[Record set — start]

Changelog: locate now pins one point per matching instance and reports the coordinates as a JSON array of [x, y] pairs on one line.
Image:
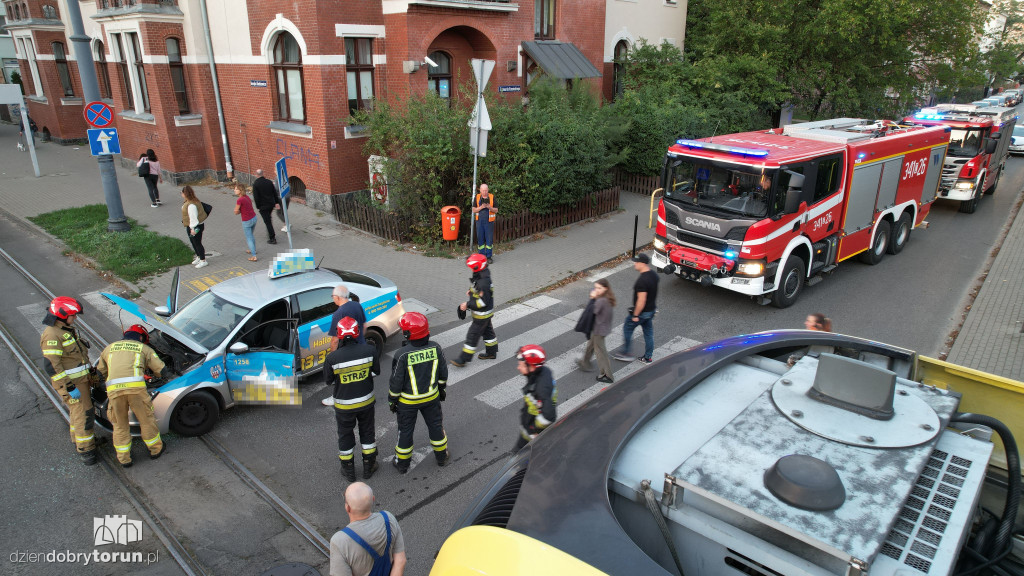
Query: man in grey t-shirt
[[347, 557]]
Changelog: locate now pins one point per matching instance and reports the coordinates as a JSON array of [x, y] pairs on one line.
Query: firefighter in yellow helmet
[[69, 366], [124, 364]]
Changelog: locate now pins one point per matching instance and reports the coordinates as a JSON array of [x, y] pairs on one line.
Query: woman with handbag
[[194, 213], [604, 301]]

[Record set — finish]

Activity: Although the material contains pictures, only the lines are to be written out, exactly as they stand.

Exercise solution:
Changelog: locate now pins one point per matching instance and reports the coordinates as a JSON array of [x, y] pairs on one line.
Image:
Query: man in grey t-shirt
[[347, 557]]
Changelog: locate now pins one point per matching instance and reports the coordinates as a JSON array of [x, y] pairs on one line.
Query: firefighter in yellow helmet
[[69, 366], [124, 364]]
Changelog: locate now pins one point per matching instance and reports the coordinates as a JSON array of [x, y] pairs on one line.
Query: woman with handbag
[[194, 213], [604, 301]]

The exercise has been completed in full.